** begin Supplied information **

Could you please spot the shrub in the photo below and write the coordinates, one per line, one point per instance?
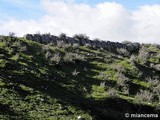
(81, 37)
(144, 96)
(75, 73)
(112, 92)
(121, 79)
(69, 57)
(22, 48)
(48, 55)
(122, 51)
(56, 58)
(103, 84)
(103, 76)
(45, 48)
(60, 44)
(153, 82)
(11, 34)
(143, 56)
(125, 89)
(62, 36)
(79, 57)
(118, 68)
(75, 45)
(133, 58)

** end Supplied information **
** begin Supplied information **

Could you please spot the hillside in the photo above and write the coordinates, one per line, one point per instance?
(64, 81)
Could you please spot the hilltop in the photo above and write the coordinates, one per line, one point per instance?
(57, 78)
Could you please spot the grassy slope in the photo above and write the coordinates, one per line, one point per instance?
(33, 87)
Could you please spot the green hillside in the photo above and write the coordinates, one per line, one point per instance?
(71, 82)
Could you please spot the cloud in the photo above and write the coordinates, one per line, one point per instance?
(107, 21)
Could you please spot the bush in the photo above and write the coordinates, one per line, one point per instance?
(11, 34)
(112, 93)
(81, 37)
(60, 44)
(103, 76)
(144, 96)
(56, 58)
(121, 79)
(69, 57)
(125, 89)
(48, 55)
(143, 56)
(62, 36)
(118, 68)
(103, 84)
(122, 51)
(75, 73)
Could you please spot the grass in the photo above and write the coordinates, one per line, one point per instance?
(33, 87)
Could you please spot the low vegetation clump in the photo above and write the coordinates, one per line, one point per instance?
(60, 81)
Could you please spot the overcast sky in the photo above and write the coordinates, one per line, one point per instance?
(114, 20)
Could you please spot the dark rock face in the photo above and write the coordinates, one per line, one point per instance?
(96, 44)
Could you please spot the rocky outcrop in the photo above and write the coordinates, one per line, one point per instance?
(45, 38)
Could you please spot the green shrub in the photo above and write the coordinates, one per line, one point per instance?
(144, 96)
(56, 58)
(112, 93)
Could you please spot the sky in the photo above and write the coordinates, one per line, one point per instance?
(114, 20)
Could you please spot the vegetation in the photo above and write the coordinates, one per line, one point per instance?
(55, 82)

** end Supplied information **

### Aim
Extract each line of the listing above that contains the word "green", copying every such line in full.

### Result of the task
Could you please spot the green hillside in the photo above and write the coordinates, one per line, one point per instance?
Could you please spot the green shrub in the photo above and write the coordinates, one per line, one point per instance?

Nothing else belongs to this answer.